Input data:
- Opening Delimiter -

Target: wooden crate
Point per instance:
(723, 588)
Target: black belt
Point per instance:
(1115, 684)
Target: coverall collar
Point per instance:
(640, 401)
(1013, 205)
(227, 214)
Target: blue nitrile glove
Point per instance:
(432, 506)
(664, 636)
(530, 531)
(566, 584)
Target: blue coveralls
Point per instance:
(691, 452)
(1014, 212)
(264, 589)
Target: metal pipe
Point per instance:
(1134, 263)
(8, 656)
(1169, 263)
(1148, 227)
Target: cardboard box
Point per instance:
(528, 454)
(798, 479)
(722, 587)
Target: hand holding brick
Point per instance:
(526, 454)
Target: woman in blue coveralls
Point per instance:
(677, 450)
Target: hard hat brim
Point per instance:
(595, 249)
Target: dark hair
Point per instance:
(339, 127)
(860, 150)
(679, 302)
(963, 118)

- Closing Delimiter -
- Opening Delimiter -

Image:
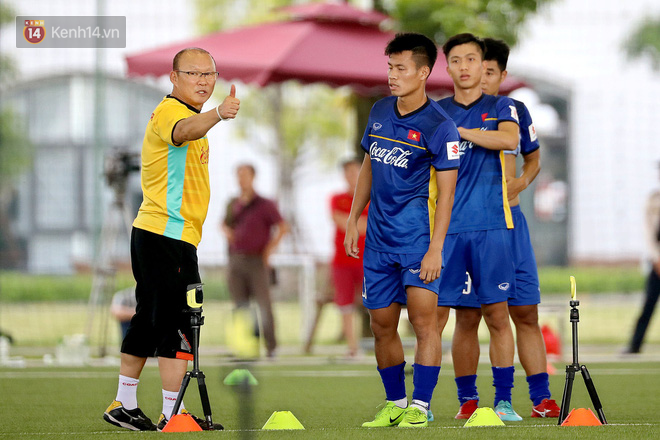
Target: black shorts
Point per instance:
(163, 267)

- Closing Delimiter -

Required work: Using the listing above, work out the number of lines that include "coveralls". The reply is that number alone.

Result of this exercise: 2